• **Задание**
Перепишите из интервью Виктора Семенова слово в слово всё, что идет от «Полчаса на жизненный» вниз до «два места агрономов.».

• **Отрывок интервью**
Не разбрасываться людьми. Виктор Семенов о правилах бизнеса
Виктор Семенов - основатель Группы компаний «Белая Дача» - рассказал в интервью Правмиру о том, как он принимал ключевые решения в своей жизни.
Полчаса на жизненный выбор
— Как вы оказались в Белой Даче? Это ведь было передовое хозяйство, известное на весь Советский Союз…
— По распределению приехал. Мне очень повезло в жизни с моим учителем в Тимирязевской академии — академиком Германом Ивановичем Таракановым. Когда я перешел на последний курс, он мне сказал: «Поехали, я тебя рекомендую в Белую Дачу».
Приехали мы туда, мне показали всё производство, познакомили с главным агрономом. Договорились, что через год они сделают на меня запрос. Но потом, на предварительном распределении, мне предложили место в подсобном хозяйстве Четвертого управления Минздрава СССР — в Барвихе. Это было элитарное место, и к тому же нас брали туда вместе с женой, давали два места агрономов.
Мы отправились туда, нам сказали, что сразу дадут жилье, место в детском саду для дочки. Зашли в магазин для сотрудников — там парное мясо, творог, яйца, зелень — чего только нет, и всё по себестоимости, между тем как на дворе голодные восьмидесятые. Великолепная природа, хорошие дороги, «волги» ездят на шипованной резине — то ли коммунизм, то ли Швейцария… Встречает нас директор в импортных затемненных очках, мы ему: «Да, согласны, ждем окончательного распределения».

• **Имеющиеся данные**
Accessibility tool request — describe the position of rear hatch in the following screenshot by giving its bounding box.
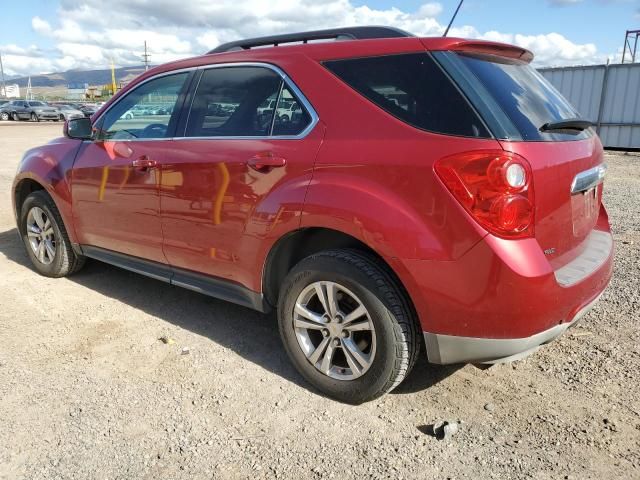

• **Решение**
Полчаса на жизненный выбор
— Как вы оказались в Белой Даче? Это ведь было передовое хозяйство, известное на весь Советский Союз…
— По распределению приехал. Мне очень повезло в жизни с моим учителем в Тимирязевской академии — академиком Германом Ивановичем Таракановым. Когда я перешел на последний курс, он мне сказал: «Поехали, я тебя рекомендую в Белую Дачу».
Приехали мы туда, мне показали всё производство, познакомили с главным агрономом. Договорились, что через год они сделают на меня запрос. Но потом, на предварительном распределении, мне предложили место в подсобном хозяйстве Четвертого управления Минздрава СССР — в Барвихе. Это было элитарное место, и к тому же нас брали туда вместе с женой, давали два места агрономов.